Seçilen Bölüm
□ □ □ □
Suç Cenneti

Türkiye’de ekonomi dibe vurmuş durumda. Uygulanan bir yıllık programın işe yaramadığı görüldü. Buna rağmen hükümet programda ısrarcı. Faiz oranını ve vergileri artırarak sorunun çözüleceğini sanıyorlar. Ne yazık ki, bazı iktisatçılar da programı savunuyor. Bu kesimdekiler krizin ne kadar derin olduğunu görmüyorlar/görmek istemiyorlar. Seçimler, olmasa bu sorunların konuşulmasını dahi istemeyecekler.
□ □ □ □
Verilen Bilgiler
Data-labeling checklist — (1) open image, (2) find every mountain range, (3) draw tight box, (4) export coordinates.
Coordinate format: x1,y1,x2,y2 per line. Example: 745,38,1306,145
□ □ □ □
Yapılacak Görevler
A. Türkiye ekonomisini ele alan metinde "Suç Cenneti" sözcüklerinden başlayıp "konuşulmasını dahi istemeyecekler." sözcüklerine kadar uzanan bölümü değiştirmeden yeniden yazın.
B. Türkiye ekonomisini ele alan metne göre aşağıdaki soruları cevaplayın.
(i) Uygulanan programın süresi ne kadardır?
(ii) Hükümet sorunun hangi yollarla çözüleceğini sanıyor?
(iii) Hükümet dışında programı kimler savunuyor?

Çözüm Listesi
A.
Suç Cenneti

Türkiye’de ekonomi dibe vurmuş durumda. Uygulanan bir yıllık programın işe yaramadığı görüldü. Buna rağmen hükümet programda ısrarcı. Faiz oranını ve vergileri artırarak sorunun çözüleceğini sanıyorlar. Ne yazık ki, bazı iktisatçılar da programı savunuyor. Bu kesimdekiler krizin ne kadar derin olduğunu görmüyorlar/görmek istemiyorlar. Seçimler, olmasa bu sorunların konuşulmasını dahi istemeyecekler.

B.
(i) Bir yıl.
(ii) Faiz oranını ve vergileri artırarak.
(iii) Bazı iktisatçılar.